Data for analysis
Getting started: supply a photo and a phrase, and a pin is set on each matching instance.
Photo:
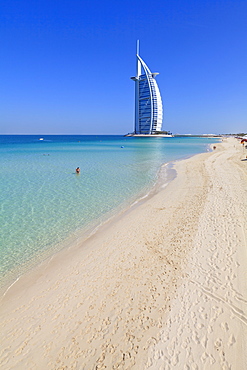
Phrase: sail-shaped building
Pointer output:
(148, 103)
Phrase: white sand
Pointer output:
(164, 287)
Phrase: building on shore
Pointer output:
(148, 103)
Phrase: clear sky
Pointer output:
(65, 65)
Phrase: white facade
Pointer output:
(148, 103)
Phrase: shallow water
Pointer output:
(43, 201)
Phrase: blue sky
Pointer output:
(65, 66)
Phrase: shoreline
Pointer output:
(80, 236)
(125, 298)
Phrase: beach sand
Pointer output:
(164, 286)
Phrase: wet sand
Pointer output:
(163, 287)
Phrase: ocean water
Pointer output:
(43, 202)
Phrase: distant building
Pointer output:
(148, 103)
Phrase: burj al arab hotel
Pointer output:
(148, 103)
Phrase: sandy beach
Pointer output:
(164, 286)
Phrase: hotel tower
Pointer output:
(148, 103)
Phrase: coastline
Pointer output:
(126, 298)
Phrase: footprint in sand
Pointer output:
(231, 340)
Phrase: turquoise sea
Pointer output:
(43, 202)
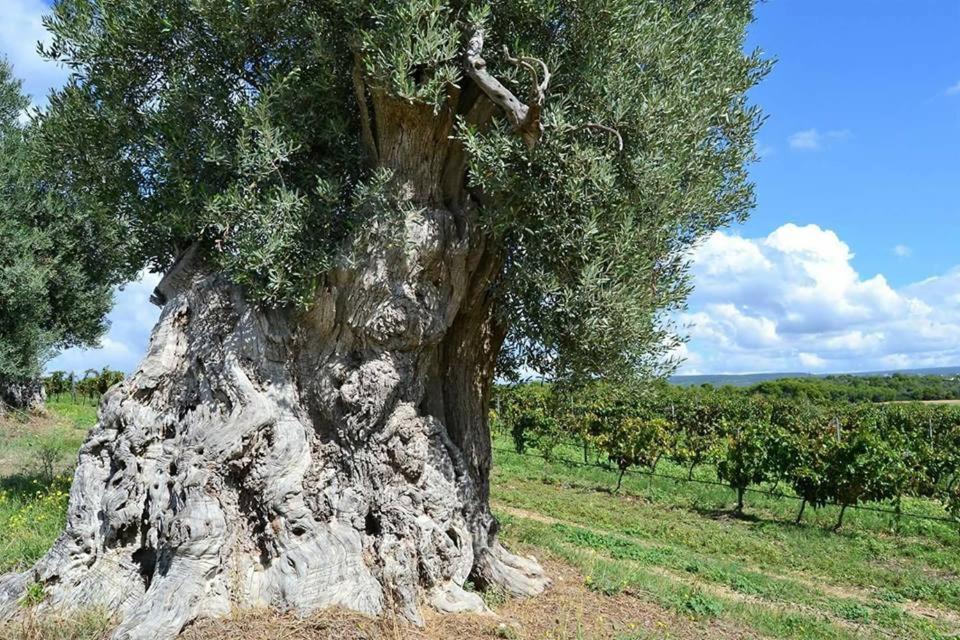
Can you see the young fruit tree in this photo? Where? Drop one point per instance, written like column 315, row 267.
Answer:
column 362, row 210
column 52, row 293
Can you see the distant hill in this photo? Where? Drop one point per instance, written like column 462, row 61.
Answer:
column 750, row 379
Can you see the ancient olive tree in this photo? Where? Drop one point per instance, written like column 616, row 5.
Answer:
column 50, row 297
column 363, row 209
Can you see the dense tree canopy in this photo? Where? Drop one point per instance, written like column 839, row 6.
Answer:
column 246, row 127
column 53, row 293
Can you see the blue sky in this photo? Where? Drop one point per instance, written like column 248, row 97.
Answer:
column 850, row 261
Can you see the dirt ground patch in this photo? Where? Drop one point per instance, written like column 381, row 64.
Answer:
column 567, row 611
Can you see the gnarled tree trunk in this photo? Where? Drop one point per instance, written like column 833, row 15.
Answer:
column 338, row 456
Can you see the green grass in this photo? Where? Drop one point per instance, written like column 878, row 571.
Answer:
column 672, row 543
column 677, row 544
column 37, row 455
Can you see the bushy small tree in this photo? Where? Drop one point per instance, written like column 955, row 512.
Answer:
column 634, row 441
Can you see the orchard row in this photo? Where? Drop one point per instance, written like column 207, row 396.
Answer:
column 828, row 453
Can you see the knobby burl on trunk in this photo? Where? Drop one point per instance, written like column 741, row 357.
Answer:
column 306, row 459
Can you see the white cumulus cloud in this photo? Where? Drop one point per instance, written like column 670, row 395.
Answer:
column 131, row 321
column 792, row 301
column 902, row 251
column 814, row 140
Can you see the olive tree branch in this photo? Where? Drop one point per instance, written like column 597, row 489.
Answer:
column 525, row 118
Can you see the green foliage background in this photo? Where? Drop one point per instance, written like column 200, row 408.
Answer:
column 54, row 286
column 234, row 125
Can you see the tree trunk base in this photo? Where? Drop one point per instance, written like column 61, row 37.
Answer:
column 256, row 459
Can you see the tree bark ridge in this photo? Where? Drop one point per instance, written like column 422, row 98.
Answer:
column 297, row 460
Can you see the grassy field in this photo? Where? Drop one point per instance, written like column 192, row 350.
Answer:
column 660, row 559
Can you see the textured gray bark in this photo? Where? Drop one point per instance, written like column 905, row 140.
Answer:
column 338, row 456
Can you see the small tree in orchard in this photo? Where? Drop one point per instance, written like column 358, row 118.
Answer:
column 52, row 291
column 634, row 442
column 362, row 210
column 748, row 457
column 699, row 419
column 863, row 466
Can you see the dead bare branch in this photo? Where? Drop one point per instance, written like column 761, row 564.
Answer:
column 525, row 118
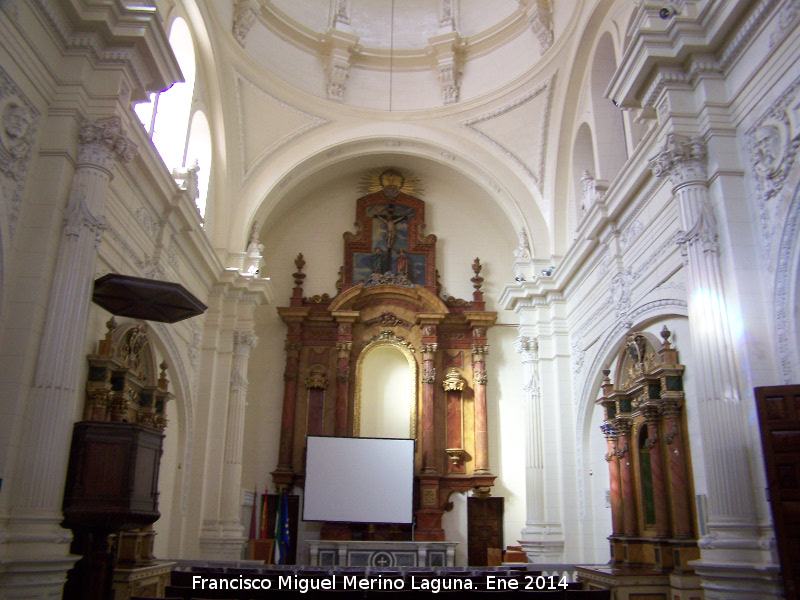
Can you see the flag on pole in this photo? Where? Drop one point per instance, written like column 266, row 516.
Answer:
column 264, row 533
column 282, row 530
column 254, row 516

What is needed
The material should be returned verbatim, with all images omitted.

Result of this task
Getting started: supply a photo and a phrase, and a pin is set on each matching instance.
Photo:
Phrase: sail-shaped building
Pointer output:
(148, 103)
Phrase: white sand
Pointer output:
(164, 287)
Phrase: building on shore
Pointer output:
(148, 103)
Phrase: clear sky
Pointer output:
(65, 65)
Phrase: white facade
Pointer output:
(148, 103)
Phrase: shallow water
Pointer output:
(43, 201)
Phrase: blue sky
Pointer output:
(65, 66)
Phrase: shoreline
Pointer output:
(80, 236)
(125, 298)
Phrase: beach sand
Pointer output:
(164, 286)
Phrase: wet sand
Pointer output:
(163, 287)
Phrase: ocean water
Pointer output:
(43, 202)
Phrase: distant building
Pointer output:
(148, 103)
Phrase: burj al arab hotel
Pointer output:
(148, 103)
Phrase: sandy beach
Pointer output:
(164, 286)
Phrase: hotel tower
Pointer output:
(148, 103)
Phrase: coastline
Pointer output:
(126, 298)
Phrase: footprint in sand
Pointer output:
(231, 340)
Phrase: turquoise sea
Pointer output:
(43, 202)
Can you see the young fruit tree in this photo? Where? Drop one point per instance, written like column 315, row 267.
Answer:
column 362, row 210
column 52, row 293
Can you see the distant hill in this photo? Where? Drop one point per instance, written like column 462, row 61.
Answer:
column 750, row 379
Can you see the ancient olive tree in this photo? Where? Drop one point per instance, written like column 616, row 5.
Answer:
column 50, row 297
column 363, row 209
Can you see the dense tree canopy in this photo? Where? Drop one point per instance, written like column 839, row 6.
Answer:
column 246, row 127
column 53, row 293
Can you see the blue sky in this photo? Where? Drop one point per instance, written like column 248, row 97.
Answer:
column 850, row 261
Can you see the dirt ground patch in this photo? Where? Drop one point per instance, written like column 381, row 64.
Answer:
column 567, row 611
Can you see the gnarled tree trunk in this photo? Where? Drop one point per instance, written like column 833, row 15.
Answer:
column 338, row 456
Can you see the green grass in this photo? Where? Drop one point per instance, written like column 878, row 571.
Answer:
column 672, row 543
column 677, row 544
column 37, row 455
Can you see the bushy small tree in this photo? Where? Drop one point per instance, written like column 955, row 512.
Answer:
column 634, row 441
Can you see the orchard row in this photo? Where? Drop one point per instance, written like column 207, row 396.
Answer:
column 828, row 453
Can you see the knobby burl on trunk in this photo? Where? Drop one point per instance, written like column 741, row 357.
Answer:
column 306, row 459
Can you see the white cumulus cloud in this photo? Where? Drop one point per instance, written like column 670, row 395.
Answer:
column 131, row 321
column 792, row 301
column 902, row 251
column 814, row 140
Can you see the olive tree branch in this photo? Where? Drop one point per instance, written like column 597, row 489.
Answer:
column 525, row 118
Can you see the green foliage background in this photo? Where? Drop one point per instance, written like column 200, row 408.
Answer:
column 54, row 286
column 234, row 125
Can you see the tree trunk base in this photo? Where? Drop one point per instance, written like column 61, row 37.
Answer:
column 256, row 459
Can you see the tree bark ridge in this photo? Where? Drop one point per instance, written like column 422, row 98.
Answer:
column 297, row 460
Can you see the grassy field in this photo? Where? Drop one point per instance, written like column 192, row 350.
Answer:
column 660, row 559
Can you see the textured gray bark in this photo? Where? Drop one point per instance, written like column 905, row 140.
Answer:
column 338, row 456
Can you see the small tree in orchard in this photo? Where? Drop one point per instance, written like column 358, row 118.
Answer:
column 52, row 291
column 634, row 442
column 362, row 210
column 748, row 457
column 699, row 419
column 863, row 466
Can you see the dead bare branch in this photo? Where? Drop one point per instance, written like column 761, row 564.
Answer:
column 525, row 118
Can you see the flag on pole in this photo? Where? Drop one point per instance, written like column 266, row 516.
Answer:
column 264, row 533
column 282, row 530
column 254, row 516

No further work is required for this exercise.